▸ REQUIRED ACTION
Using the entries below, write out the line with "box: [246, 143, 257, 157]", the line with "box: [49, 34, 382, 525]", and every line in between, exactly as each is written.
------------------------------
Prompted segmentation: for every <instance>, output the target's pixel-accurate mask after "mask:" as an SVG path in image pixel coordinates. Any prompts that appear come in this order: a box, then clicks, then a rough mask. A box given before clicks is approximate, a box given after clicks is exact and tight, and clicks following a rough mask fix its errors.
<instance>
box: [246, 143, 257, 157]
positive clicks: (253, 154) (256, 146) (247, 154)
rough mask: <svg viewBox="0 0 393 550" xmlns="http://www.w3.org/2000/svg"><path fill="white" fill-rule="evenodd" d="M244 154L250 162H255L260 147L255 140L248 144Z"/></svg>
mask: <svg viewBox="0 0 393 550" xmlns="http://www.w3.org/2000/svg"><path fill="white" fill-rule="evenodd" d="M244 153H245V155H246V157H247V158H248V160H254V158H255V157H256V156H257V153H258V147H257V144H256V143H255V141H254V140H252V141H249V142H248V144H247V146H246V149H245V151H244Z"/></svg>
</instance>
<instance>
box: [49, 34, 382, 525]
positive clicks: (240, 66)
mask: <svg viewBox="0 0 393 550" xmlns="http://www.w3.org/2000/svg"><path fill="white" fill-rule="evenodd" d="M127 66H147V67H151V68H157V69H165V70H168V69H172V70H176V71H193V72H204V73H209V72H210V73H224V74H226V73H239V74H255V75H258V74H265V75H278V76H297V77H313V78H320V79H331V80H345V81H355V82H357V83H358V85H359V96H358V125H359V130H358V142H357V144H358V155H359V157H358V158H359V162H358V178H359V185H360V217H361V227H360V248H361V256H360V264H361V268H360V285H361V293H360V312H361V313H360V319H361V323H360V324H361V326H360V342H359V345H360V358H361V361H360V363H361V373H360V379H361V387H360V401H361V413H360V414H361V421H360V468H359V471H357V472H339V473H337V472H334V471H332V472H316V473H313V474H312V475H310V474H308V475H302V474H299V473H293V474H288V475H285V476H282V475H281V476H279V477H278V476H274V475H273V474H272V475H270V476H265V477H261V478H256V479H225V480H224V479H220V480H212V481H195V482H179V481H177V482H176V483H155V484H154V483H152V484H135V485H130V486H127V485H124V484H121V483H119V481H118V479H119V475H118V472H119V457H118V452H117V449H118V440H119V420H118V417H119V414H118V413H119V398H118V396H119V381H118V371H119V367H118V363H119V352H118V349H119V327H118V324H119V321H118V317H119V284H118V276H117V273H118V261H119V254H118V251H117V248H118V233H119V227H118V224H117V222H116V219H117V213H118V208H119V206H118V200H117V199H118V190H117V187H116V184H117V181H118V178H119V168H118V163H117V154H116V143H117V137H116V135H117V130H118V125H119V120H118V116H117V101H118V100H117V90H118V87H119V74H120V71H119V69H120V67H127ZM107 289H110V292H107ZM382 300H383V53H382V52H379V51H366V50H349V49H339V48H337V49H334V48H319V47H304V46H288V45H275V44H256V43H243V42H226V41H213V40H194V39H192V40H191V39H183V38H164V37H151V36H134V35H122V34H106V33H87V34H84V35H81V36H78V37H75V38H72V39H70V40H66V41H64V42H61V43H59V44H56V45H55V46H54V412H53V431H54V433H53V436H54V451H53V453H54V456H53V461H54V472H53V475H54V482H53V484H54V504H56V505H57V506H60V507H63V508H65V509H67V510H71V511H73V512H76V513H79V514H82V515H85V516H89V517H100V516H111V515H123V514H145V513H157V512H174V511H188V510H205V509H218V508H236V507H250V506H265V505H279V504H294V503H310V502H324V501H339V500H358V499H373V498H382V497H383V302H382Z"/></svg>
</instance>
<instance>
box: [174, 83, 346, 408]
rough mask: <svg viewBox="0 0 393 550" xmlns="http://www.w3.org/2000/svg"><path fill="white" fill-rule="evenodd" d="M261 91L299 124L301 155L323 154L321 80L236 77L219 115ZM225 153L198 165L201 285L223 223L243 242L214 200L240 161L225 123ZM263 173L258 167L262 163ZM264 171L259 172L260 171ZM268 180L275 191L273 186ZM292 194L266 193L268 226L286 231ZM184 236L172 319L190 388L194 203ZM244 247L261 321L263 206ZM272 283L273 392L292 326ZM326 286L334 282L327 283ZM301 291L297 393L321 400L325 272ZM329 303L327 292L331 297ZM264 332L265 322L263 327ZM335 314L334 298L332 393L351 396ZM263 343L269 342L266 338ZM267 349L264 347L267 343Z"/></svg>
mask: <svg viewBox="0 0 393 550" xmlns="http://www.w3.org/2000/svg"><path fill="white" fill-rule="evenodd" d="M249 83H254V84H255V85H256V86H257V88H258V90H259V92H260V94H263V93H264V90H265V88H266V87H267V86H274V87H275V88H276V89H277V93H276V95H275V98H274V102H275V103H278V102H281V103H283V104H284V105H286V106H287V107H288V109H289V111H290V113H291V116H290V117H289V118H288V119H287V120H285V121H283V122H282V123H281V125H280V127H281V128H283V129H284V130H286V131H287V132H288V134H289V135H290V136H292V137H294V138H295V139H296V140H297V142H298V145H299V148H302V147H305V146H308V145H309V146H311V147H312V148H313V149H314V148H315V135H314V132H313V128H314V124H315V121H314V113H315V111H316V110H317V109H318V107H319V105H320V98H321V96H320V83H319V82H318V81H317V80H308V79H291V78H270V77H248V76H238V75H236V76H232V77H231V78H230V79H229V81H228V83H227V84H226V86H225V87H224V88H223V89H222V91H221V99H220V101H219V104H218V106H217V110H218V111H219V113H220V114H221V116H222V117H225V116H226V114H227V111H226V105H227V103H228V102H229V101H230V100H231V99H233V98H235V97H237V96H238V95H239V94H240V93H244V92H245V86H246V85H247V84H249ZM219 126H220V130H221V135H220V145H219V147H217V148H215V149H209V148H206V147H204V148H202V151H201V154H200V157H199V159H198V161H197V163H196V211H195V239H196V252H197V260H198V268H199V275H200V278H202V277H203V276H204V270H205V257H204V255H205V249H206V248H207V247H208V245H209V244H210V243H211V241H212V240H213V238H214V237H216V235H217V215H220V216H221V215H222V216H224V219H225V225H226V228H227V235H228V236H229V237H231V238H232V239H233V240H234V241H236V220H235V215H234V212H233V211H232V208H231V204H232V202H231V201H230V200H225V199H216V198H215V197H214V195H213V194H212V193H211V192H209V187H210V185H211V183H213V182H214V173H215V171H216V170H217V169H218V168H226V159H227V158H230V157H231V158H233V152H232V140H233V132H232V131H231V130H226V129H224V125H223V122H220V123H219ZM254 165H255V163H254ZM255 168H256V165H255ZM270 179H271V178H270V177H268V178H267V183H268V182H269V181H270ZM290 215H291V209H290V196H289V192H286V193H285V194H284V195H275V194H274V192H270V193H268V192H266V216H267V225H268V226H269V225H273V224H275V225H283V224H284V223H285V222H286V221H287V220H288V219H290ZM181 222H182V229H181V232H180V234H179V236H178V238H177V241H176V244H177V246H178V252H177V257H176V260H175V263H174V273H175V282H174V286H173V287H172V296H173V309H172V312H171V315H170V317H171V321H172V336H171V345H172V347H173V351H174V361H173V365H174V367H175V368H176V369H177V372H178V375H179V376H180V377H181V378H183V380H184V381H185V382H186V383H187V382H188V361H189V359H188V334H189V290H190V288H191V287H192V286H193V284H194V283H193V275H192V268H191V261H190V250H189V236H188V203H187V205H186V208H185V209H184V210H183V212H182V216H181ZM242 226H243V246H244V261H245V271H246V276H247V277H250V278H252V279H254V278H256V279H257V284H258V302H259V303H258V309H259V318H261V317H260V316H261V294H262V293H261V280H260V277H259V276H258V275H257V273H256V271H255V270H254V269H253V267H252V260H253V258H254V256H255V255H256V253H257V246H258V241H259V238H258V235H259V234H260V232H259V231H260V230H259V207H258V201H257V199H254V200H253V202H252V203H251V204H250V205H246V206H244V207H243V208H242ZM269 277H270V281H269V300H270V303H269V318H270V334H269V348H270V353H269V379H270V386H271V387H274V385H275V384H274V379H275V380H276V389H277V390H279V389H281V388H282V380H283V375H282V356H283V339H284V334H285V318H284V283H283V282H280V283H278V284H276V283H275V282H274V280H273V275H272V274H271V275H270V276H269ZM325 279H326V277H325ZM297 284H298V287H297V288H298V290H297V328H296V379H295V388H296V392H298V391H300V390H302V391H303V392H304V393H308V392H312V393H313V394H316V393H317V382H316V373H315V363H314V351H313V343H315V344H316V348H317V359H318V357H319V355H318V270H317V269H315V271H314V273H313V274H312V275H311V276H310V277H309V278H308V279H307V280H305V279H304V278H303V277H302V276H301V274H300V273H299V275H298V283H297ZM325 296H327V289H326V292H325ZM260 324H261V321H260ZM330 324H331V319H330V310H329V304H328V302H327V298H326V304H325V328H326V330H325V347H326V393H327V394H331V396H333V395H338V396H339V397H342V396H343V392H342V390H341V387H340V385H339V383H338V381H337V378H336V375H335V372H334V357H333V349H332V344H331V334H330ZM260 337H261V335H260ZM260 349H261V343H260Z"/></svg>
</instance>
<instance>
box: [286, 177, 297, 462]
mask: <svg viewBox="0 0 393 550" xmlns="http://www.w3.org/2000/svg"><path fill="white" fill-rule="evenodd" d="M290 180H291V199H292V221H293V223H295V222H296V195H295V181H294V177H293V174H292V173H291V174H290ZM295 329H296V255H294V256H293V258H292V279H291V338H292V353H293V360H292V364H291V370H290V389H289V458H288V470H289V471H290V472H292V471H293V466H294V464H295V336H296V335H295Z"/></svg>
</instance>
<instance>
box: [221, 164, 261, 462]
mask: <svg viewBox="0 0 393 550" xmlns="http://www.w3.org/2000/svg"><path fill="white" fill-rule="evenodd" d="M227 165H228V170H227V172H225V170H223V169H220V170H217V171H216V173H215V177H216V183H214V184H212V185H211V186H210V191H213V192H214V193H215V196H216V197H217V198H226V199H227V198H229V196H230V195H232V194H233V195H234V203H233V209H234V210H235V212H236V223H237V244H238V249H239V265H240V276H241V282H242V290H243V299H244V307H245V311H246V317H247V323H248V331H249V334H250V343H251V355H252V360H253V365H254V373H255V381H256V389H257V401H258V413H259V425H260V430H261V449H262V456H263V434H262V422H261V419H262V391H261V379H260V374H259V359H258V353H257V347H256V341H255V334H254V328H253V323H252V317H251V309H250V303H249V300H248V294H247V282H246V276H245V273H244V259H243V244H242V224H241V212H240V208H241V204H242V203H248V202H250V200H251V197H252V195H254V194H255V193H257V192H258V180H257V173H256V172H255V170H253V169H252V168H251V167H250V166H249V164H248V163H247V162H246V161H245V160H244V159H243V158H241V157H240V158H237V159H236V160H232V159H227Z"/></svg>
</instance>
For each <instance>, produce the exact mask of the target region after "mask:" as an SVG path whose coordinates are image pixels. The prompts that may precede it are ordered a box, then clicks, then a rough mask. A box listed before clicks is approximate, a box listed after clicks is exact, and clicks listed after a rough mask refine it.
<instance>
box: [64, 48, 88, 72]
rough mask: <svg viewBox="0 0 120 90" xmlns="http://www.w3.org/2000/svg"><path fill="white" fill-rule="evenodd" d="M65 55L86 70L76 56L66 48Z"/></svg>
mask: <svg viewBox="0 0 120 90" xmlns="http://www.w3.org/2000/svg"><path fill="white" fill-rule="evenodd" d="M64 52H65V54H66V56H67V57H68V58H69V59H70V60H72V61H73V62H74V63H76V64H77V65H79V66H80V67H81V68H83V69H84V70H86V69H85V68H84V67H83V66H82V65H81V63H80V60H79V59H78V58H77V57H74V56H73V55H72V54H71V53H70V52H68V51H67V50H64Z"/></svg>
------------------------------
▸ EXERCISE RESULT
box: [246, 143, 257, 157]
positive clicks: (253, 154) (256, 146) (247, 154)
rough mask: <svg viewBox="0 0 393 550" xmlns="http://www.w3.org/2000/svg"><path fill="white" fill-rule="evenodd" d="M244 154L250 162H255L260 147L255 140L248 144Z"/></svg>
mask: <svg viewBox="0 0 393 550" xmlns="http://www.w3.org/2000/svg"><path fill="white" fill-rule="evenodd" d="M244 153H245V155H246V157H247V158H248V160H254V158H255V157H256V156H257V153H258V147H257V144H256V143H255V141H254V140H252V141H249V142H248V144H247V146H246V149H245V151H244Z"/></svg>
</instance>
<instance>
box: [49, 34, 382, 525]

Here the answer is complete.